### TO BE DONE
Please lay out every line of the records below as a Markdown table with the columns No. and Line, numbering the rows and leaving out blank lines.

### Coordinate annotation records
= = = =
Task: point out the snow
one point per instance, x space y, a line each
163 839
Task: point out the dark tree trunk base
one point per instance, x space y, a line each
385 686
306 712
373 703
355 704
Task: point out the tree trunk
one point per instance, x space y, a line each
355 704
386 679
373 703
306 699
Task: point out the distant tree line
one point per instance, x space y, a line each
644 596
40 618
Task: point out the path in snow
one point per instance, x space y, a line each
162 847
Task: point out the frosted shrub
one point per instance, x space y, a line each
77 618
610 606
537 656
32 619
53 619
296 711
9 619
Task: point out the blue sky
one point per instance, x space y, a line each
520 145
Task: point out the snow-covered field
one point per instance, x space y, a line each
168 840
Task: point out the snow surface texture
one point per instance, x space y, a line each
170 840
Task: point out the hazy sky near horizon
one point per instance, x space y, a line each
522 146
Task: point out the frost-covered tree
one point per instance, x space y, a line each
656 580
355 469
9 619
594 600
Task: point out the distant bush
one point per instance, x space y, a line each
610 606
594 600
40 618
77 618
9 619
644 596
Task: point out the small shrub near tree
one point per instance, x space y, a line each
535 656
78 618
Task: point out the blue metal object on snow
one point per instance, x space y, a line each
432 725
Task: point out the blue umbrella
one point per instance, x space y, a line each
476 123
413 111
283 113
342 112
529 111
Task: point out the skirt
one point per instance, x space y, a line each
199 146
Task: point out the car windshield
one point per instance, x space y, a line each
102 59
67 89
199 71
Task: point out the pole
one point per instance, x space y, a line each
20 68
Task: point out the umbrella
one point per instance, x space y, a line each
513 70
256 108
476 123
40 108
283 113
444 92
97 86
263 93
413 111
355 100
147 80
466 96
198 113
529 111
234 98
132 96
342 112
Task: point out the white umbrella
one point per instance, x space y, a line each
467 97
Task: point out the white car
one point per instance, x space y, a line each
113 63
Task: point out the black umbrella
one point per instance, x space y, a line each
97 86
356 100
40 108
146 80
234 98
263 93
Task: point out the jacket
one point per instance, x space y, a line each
= = = =
### FINAL RESULT
| No. | Line |
|---|---|
| 1 | Task: point out the snow |
| 2 | one point per instance, x space y, a line each |
| 3 | 163 839 |
| 4 | Task: point out the dark tree trunk base |
| 5 | one point per instance, x space y, a line each |
| 6 | 385 686 |
| 7 | 306 712 |
| 8 | 373 703 |
| 9 | 355 704 |
| 10 | Task: point out the tree trunk |
| 11 | one point per instance, x space y, a line each |
| 12 | 355 704 |
| 13 | 386 679 |
| 14 | 373 703 |
| 15 | 306 699 |
| 16 | Task: point out the distant tree line |
| 17 | one point per instance, x space y, a line each |
| 18 | 644 596 |
| 19 | 40 618 |
| 20 | Task: point out the path in snow |
| 21 | one point per instance, x space y, a line each |
| 22 | 162 847 |
| 23 | Task: point out the frosted shrub |
| 24 | one point per instance, x space y, a line each |
| 25 | 77 618 |
| 26 | 610 606 |
| 27 | 537 656 |
| 28 | 32 619 |
| 29 | 53 619 |
| 30 | 296 711 |
| 31 | 9 619 |
| 32 | Task: point out the blue sky |
| 33 | one point per instance, x space y, a line each |
| 34 | 520 145 |
| 35 | Task: point out the snow-covered field |
| 36 | one point per instance, x space y, a line each |
| 37 | 168 840 |
| 38 | Task: point out the snow surface texture |
| 39 | one point per instance, x space y, a line each |
| 40 | 170 840 |
| 41 | Task: point out the hazy sky near horizon |
| 42 | one point per instance, x space y, a line each |
| 43 | 522 146 |
| 44 | Task: point out the frost-covered tree |
| 45 | one point per instance, x space y, a line each |
| 46 | 656 580 |
| 47 | 355 469 |
| 48 | 9 619 |
| 49 | 594 600 |
| 50 | Task: point out the distant bush |
| 51 | one point per instance, x space y, a line each |
| 52 | 610 606 |
| 53 | 594 600 |
| 54 | 40 618 |
| 55 | 77 618 |
| 56 | 9 619 |
| 57 | 644 596 |
| 58 | Task: point out the small shrub near tree |
| 59 | one point per instance, x space y, a line each |
| 60 | 535 656 |
| 61 | 78 618 |
| 62 | Task: point out the blue metal object on snow |
| 63 | one point per instance, x space y, a line each |
| 64 | 432 725 |
| 65 | Task: point out the blue umbrella |
| 66 | one point per instance, x space y, a line each |
| 67 | 476 123 |
| 68 | 413 111 |
| 69 | 283 113 |
| 70 | 342 112 |
| 71 | 529 111 |
| 72 | Task: point out the skirt |
| 73 | one point per instance, x space y, a line each |
| 74 | 199 146 |
| 75 | Task: point out the car windshield |
| 76 | one point per instance, x space y, a line each |
| 77 | 102 59 |
| 78 | 67 89 |
| 79 | 199 71 |
| 80 | Task: point out the pole |
| 81 | one point per instance, x space y, a line each |
| 82 | 20 68 |
| 83 | Task: point out the umbrella |
| 84 | one point per instance, x space y, a line each |
| 85 | 513 70 |
| 86 | 256 108 |
| 87 | 476 123 |
| 88 | 40 108 |
| 89 | 283 113 |
| 90 | 444 92 |
| 91 | 97 86 |
| 92 | 263 93 |
| 93 | 413 111 |
| 94 | 355 100 |
| 95 | 147 80 |
| 96 | 466 96 |
| 97 | 198 113 |
| 98 | 529 111 |
| 99 | 234 98 |
| 100 | 132 96 |
| 101 | 342 112 |
| 102 | Task: point out the white umbrella |
| 103 | one point per instance, x space y, a line each |
| 104 | 467 97 |
| 105 | Task: point out the white car |
| 106 | one point per instance, x space y, a line each |
| 107 | 113 63 |
| 108 | Task: point out the black umbrella |
| 109 | one point per instance, x space y, a line each |
| 110 | 97 86 |
| 111 | 356 100 |
| 112 | 40 108 |
| 113 | 146 80 |
| 114 | 234 98 |
| 115 | 263 93 |
| 116 | Task: point out the jacket |
| 117 | one point per instance, x space y, a line each |